### Given instruction:
Can you render the lines of the records below as a numbered list with blank lines omitted, starting at the line that contains "Each instance of the mountain ridge" and ending at the line that contains "212), (191, 221)]"?
═══ Data for the task
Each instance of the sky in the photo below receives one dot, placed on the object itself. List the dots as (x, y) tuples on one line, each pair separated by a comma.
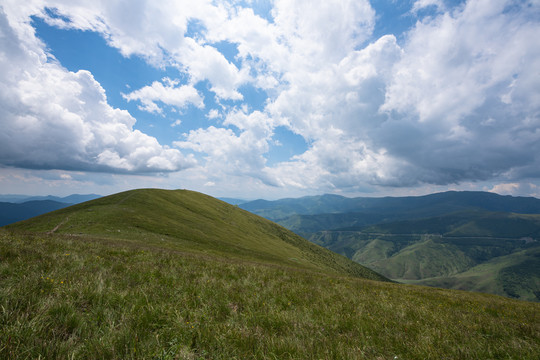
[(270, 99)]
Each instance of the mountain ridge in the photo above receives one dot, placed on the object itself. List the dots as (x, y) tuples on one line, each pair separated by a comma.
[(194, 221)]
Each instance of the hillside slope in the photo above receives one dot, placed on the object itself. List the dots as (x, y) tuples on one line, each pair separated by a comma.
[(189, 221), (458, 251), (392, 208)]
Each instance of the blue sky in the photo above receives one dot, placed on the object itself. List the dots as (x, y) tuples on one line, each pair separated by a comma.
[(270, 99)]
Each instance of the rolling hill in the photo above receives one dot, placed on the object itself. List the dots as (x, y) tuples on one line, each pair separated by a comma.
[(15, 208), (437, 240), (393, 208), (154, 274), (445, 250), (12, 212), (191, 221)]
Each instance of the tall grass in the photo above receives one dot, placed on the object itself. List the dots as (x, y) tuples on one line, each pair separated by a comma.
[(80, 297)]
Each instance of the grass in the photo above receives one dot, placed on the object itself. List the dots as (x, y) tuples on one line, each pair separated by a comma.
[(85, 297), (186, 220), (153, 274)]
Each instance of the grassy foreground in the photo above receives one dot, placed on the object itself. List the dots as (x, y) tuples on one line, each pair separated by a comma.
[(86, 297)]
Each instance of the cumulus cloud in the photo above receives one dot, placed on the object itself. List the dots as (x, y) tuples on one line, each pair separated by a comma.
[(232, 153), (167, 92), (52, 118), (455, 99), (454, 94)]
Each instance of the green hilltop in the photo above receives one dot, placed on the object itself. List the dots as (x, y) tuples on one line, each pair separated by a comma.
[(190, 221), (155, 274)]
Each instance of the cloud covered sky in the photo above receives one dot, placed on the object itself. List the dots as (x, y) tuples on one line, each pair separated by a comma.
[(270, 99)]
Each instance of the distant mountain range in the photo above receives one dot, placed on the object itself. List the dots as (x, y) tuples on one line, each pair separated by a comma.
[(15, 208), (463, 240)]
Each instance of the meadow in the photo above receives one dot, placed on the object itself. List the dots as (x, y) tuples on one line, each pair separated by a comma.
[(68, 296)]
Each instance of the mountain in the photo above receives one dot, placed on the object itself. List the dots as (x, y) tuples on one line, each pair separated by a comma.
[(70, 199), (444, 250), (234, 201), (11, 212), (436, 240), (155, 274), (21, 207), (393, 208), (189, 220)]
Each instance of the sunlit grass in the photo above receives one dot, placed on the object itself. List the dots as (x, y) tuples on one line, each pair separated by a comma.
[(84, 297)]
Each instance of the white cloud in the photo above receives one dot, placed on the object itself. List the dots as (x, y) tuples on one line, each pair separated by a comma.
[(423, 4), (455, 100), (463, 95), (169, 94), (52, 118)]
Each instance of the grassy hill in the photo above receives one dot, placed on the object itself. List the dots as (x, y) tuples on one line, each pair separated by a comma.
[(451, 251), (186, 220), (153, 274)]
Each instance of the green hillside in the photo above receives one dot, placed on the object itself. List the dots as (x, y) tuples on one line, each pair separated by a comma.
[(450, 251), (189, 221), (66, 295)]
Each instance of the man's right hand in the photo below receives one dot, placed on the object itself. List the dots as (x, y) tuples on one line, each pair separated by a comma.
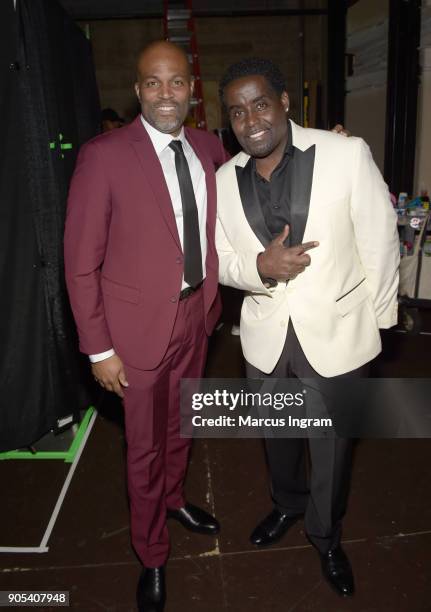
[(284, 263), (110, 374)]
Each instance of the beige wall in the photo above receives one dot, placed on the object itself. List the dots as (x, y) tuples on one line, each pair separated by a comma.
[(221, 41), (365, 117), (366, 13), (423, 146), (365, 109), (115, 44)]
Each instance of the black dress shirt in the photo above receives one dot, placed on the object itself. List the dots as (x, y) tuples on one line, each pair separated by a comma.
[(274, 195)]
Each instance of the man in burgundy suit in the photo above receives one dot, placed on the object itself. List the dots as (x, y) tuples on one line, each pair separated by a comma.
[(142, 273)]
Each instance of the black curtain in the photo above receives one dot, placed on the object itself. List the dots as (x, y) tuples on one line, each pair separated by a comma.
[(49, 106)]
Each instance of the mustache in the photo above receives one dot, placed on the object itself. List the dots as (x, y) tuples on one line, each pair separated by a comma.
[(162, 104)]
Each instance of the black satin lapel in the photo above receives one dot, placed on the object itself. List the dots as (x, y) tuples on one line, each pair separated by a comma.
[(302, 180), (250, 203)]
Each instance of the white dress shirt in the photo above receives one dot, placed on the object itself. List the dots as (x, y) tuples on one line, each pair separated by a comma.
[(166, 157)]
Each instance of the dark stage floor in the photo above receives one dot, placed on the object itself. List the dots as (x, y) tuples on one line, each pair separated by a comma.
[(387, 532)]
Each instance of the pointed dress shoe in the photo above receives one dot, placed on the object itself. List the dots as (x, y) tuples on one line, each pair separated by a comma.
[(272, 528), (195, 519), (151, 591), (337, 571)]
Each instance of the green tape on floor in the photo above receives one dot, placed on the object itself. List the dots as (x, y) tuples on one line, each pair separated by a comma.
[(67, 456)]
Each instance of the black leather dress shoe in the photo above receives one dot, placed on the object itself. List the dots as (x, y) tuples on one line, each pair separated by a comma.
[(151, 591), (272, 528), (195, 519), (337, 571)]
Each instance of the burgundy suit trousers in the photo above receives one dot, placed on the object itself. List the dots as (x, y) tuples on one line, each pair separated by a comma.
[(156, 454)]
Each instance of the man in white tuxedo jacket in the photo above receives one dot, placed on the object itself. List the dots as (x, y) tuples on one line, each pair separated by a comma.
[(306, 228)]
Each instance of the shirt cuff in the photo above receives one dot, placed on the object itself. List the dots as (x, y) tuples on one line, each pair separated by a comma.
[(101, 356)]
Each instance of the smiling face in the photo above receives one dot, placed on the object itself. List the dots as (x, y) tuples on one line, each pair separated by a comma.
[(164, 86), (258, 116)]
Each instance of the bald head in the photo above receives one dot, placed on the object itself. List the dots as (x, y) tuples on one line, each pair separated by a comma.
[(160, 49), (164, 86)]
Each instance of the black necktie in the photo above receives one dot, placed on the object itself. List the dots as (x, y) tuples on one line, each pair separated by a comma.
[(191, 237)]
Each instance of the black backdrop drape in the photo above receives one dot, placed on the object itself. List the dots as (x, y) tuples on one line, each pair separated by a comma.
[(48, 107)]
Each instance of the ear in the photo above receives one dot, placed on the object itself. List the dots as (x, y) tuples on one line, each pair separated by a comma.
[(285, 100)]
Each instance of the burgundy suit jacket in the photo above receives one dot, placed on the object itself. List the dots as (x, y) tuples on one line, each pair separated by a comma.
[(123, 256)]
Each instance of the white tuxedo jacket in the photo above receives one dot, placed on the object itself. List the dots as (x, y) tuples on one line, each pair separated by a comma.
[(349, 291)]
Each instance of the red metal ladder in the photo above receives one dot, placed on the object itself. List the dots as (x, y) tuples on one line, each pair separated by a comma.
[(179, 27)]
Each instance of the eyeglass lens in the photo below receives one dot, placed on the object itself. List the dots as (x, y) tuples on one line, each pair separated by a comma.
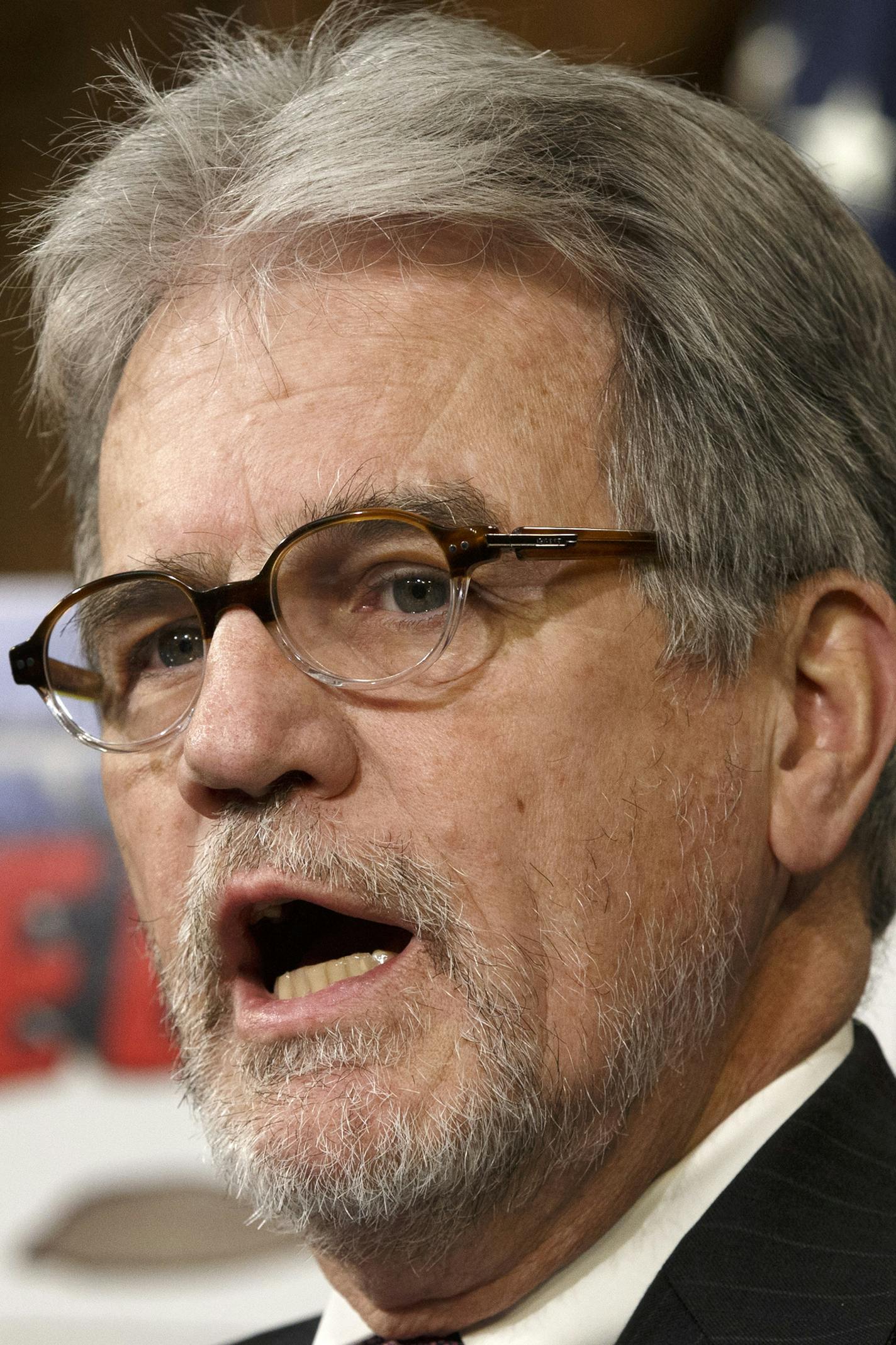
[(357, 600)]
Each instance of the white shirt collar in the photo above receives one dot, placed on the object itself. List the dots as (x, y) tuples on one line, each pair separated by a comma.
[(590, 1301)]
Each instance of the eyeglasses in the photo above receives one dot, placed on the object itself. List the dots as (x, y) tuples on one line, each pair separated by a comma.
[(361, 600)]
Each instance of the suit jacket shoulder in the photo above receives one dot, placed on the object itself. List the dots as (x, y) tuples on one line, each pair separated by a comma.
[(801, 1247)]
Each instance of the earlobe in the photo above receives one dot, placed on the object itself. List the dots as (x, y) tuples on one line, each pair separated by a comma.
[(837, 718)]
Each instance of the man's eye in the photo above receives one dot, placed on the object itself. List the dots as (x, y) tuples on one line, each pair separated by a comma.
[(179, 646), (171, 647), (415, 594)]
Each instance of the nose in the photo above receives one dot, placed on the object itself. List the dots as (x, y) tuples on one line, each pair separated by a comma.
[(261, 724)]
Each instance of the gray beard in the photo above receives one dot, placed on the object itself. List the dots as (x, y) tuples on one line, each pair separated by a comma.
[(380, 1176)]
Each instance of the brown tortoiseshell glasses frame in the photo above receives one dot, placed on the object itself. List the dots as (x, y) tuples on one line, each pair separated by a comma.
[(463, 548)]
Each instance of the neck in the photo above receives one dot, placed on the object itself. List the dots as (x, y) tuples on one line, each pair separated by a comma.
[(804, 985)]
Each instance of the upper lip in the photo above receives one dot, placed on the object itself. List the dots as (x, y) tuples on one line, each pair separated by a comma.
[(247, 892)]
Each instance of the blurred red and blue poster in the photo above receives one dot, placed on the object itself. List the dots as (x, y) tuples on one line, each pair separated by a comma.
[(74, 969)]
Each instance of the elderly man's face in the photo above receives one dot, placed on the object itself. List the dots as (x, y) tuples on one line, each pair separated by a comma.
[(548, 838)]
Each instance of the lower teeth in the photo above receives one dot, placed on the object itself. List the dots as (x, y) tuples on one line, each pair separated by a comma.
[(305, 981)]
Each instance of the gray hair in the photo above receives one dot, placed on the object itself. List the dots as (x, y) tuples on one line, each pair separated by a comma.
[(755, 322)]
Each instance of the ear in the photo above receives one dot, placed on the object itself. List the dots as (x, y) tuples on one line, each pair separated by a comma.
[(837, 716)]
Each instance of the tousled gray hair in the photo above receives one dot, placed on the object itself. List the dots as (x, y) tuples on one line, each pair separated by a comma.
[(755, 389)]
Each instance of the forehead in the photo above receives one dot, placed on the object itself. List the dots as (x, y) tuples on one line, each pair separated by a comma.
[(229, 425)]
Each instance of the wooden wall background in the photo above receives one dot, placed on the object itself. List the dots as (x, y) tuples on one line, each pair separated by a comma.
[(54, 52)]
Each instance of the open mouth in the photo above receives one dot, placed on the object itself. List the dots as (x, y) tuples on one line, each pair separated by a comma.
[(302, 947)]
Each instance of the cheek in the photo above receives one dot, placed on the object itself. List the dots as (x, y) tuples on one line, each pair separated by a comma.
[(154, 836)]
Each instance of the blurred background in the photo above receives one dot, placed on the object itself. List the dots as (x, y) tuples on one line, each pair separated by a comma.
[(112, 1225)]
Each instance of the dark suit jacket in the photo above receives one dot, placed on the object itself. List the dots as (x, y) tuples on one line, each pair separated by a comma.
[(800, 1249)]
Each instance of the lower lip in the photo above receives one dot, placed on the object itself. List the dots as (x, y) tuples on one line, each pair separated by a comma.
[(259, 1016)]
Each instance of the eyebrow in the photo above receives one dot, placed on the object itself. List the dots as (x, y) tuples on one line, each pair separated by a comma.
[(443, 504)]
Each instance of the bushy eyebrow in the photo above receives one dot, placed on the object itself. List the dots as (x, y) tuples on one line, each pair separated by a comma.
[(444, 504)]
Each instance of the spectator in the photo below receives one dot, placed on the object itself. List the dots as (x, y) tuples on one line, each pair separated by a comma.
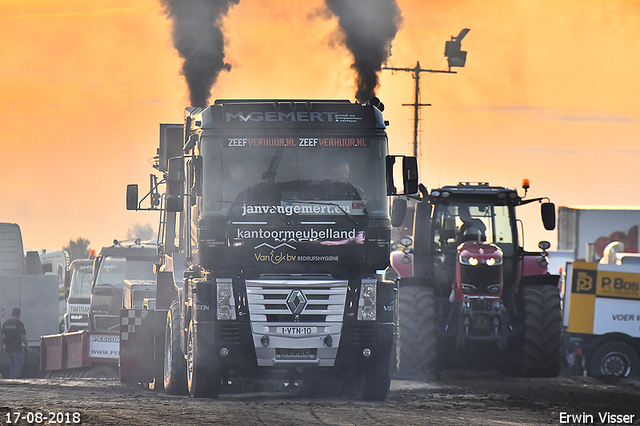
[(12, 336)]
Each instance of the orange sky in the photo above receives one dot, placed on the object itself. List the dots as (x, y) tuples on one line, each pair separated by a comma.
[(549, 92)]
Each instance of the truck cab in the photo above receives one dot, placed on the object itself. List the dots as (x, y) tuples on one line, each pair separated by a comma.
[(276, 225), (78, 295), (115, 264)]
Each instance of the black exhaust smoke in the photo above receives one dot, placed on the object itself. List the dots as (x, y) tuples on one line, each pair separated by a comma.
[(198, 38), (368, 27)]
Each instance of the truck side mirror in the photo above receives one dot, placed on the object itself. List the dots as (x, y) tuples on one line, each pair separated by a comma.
══════
### Task result:
1. Each instance of the mountain ridge in the photo above receives one dot, placed on the object itself. List the dots as (x, y) tuples on one line, each pair separated by a comma.
2. [(194, 221)]
3. Each instance of the hillside slope in the photo above receives one dot, placed on the object itself. List the dots as (x, y) tuples on one line, each pair separated by a comma.
4. [(189, 221), (458, 251), (392, 208)]
5. Each instance of the blue sky in the photo above receives one dot, placed on the object itself. List the dots as (x, y) tuples on one line, each pair separated by a comma.
6. [(270, 99)]
7. Each instance of the rolling hill in the photo above receives one dot, placed on the object itself. List the dots as (x, y) tuples on one line, each pair separated by a comma.
8. [(15, 208), (437, 240), (393, 208), (154, 274), (445, 250), (12, 212), (191, 221)]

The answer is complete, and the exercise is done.